▸ **PASSAGE GIVEN**
·····
As for eligible offset projects, I believe we can learn
from one of the mistakes of the Kyoto Protocol. The Kyoto
Protocol currently prohibits using the preservation of tropical
rain forest as a carbon offset. This is a mistake.
Deforestation accounts for 1.5 billion tons of carbon dioxide
equivalent annually, and makes up approximately 20 percent of
annual greenhouse gas emissions. In fact, deforestation is the
largest source of emissions in the developing world.
Allowing tropical forest preservation to count as an offset
would expand the supply for carbon reductions significantly,
act to contain compliance costs, and provide a huge bonus in
preserving biodiversity. Congress should give serious
consideration to the depth and breadth of how offsets can be
used in any cap and trade system.
Let me digress for a moment. There has been recently some
controversy over whether a small proportion of offset projects
actually achieve the emission reductions for which the offsets
were granted credit. Some of the controversy is well founded.
Like any new and fast moving market, standards can take some
time to develop.
JP Morgan is at the forefront of industry efforts to
harmonize meaningful industry standards to ensure that actual
reductions do take place, to eliminate double counting, and to
require effective monitoring. We have recognized the legitimate
challenges and are rising to them.
In addition to offsets, a greenhouse gas cap and trade
program can be designed to minimize costs using a variety of
approaches, including the banking of allowances and offsets,
where banking means saving of offsets for future use; the
borrowing of allowances, where borrowing means using future
allowances today in return for over-achieving them in the
future; linkage with other trading systems, a subject to which
I will return; staggering of compliance deadlines; extending of
compliance deadlines; and other complementary policies that
drive energy efficiency and technological innovation.
This is a long list, but cost containment essentially boils
down to three things. The cap and trade program must be
flexible. It must be broad. And it must be long term.
Perhaps the most discussed approach is that of the so-
called safety valve. Under a safety valve provision,
exemplified by the recommendation of the National Commission on
Energy Policy, covered entities would be allowed to pay the
implementing agency a specified amount per ton of greenhouse
gas, instead of submitting emissions allowances, thus capping
the cost per ton at the specified safety valve level.
·····
▸ **JOB 1**
Quote the passage on carbon offsets word for word, starting at "Let me digress" and ending at "is well founded.".

[Excerpts of pointing data]
·····
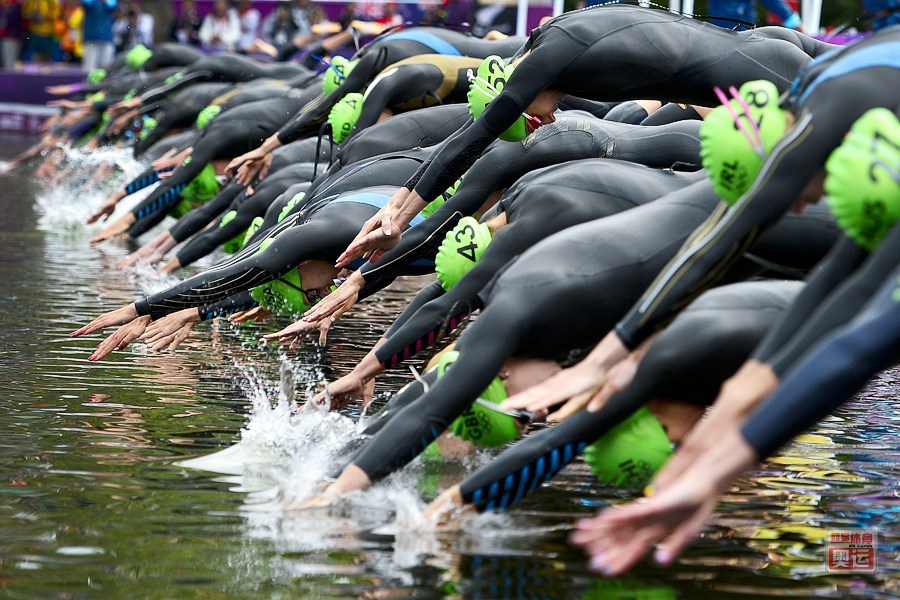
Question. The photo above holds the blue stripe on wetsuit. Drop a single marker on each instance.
(879, 55)
(525, 480)
(427, 39)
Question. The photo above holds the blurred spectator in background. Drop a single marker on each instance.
(40, 16)
(133, 27)
(99, 48)
(300, 14)
(249, 20)
(70, 29)
(882, 13)
(279, 27)
(731, 14)
(10, 33)
(186, 28)
(221, 29)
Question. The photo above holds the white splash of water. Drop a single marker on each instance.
(76, 193)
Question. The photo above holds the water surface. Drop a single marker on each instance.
(95, 502)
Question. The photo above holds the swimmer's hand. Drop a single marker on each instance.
(382, 232)
(253, 165)
(121, 338)
(108, 207)
(169, 332)
(335, 304)
(670, 518)
(347, 388)
(581, 380)
(256, 314)
(117, 229)
(120, 316)
(292, 334)
(442, 508)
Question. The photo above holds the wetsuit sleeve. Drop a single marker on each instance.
(144, 180)
(201, 216)
(830, 373)
(425, 295)
(716, 246)
(459, 153)
(421, 240)
(845, 303)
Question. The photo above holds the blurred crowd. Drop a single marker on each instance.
(92, 32)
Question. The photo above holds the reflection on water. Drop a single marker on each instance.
(95, 498)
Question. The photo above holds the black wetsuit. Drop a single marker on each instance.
(537, 206)
(570, 138)
(620, 52)
(230, 68)
(555, 299)
(246, 208)
(389, 49)
(231, 133)
(826, 100)
(416, 82)
(180, 110)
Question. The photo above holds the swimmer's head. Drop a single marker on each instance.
(137, 56)
(285, 295)
(863, 178)
(344, 115)
(337, 71)
(736, 138)
(255, 224)
(287, 208)
(96, 75)
(235, 243)
(439, 201)
(489, 81)
(207, 114)
(461, 250)
(629, 454)
(478, 424)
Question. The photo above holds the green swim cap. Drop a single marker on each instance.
(629, 454)
(461, 250)
(282, 295)
(286, 210)
(235, 243)
(439, 201)
(207, 114)
(334, 76)
(490, 79)
(479, 425)
(148, 125)
(137, 56)
(200, 189)
(863, 181)
(344, 116)
(96, 75)
(255, 224)
(736, 138)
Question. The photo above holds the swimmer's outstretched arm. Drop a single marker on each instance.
(827, 376)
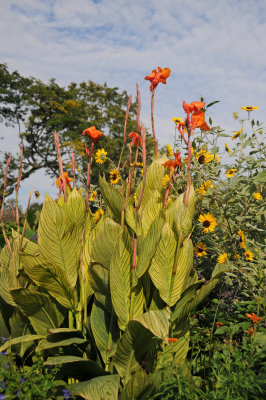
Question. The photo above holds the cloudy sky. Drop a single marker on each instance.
(215, 49)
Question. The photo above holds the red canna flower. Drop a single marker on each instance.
(93, 133)
(60, 180)
(136, 139)
(173, 164)
(158, 76)
(254, 318)
(172, 340)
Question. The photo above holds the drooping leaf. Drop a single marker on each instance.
(120, 278)
(100, 388)
(56, 245)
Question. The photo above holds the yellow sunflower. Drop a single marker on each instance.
(249, 255)
(257, 196)
(203, 157)
(101, 156)
(222, 258)
(97, 215)
(242, 239)
(249, 108)
(169, 151)
(93, 195)
(208, 222)
(230, 172)
(114, 177)
(200, 249)
(237, 133)
(227, 149)
(165, 180)
(204, 187)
·····
▸ **JOB 2**
Put the records into a two-column CSV with the columns request and answer, starting at the line that contains "Question. The photo above holds the cloudy" and ending at the end of the records. Give one row for each request, with its text and its answer each in a single quoted field and line breaks turned into spaces.

▸ **CORRECT RESPONSE 1**
Let me digress for a moment. There has been recently some
controversy over whether a small proportion of offset projects
actually achieve the emission reductions for which the offsets
were granted credit. Some of the controversy is well founded.

▸ **CORRECT RESPONSE 2**
request,answer
"Question. The photo above holds the cloudy sky. Drop a single marker on each instance.","(215, 49)"
"Question. The photo above holds the red canna flower. Drop a single marker on each instance.","(93, 133) (60, 180) (136, 139) (173, 164) (158, 76) (254, 318) (172, 340)"
"Question. The photo above holds the drooping leaf. Drop a single marker on each instance.","(120, 278) (100, 388) (56, 245)"
"Question. The photo above holds the yellow sunflower. Drop a single marker on each instance.","(249, 255) (257, 196) (203, 157) (101, 156) (222, 258) (97, 215) (242, 239) (249, 108) (169, 151) (93, 195) (208, 222) (230, 172) (114, 177) (200, 249) (237, 133) (227, 149) (165, 180) (204, 187)"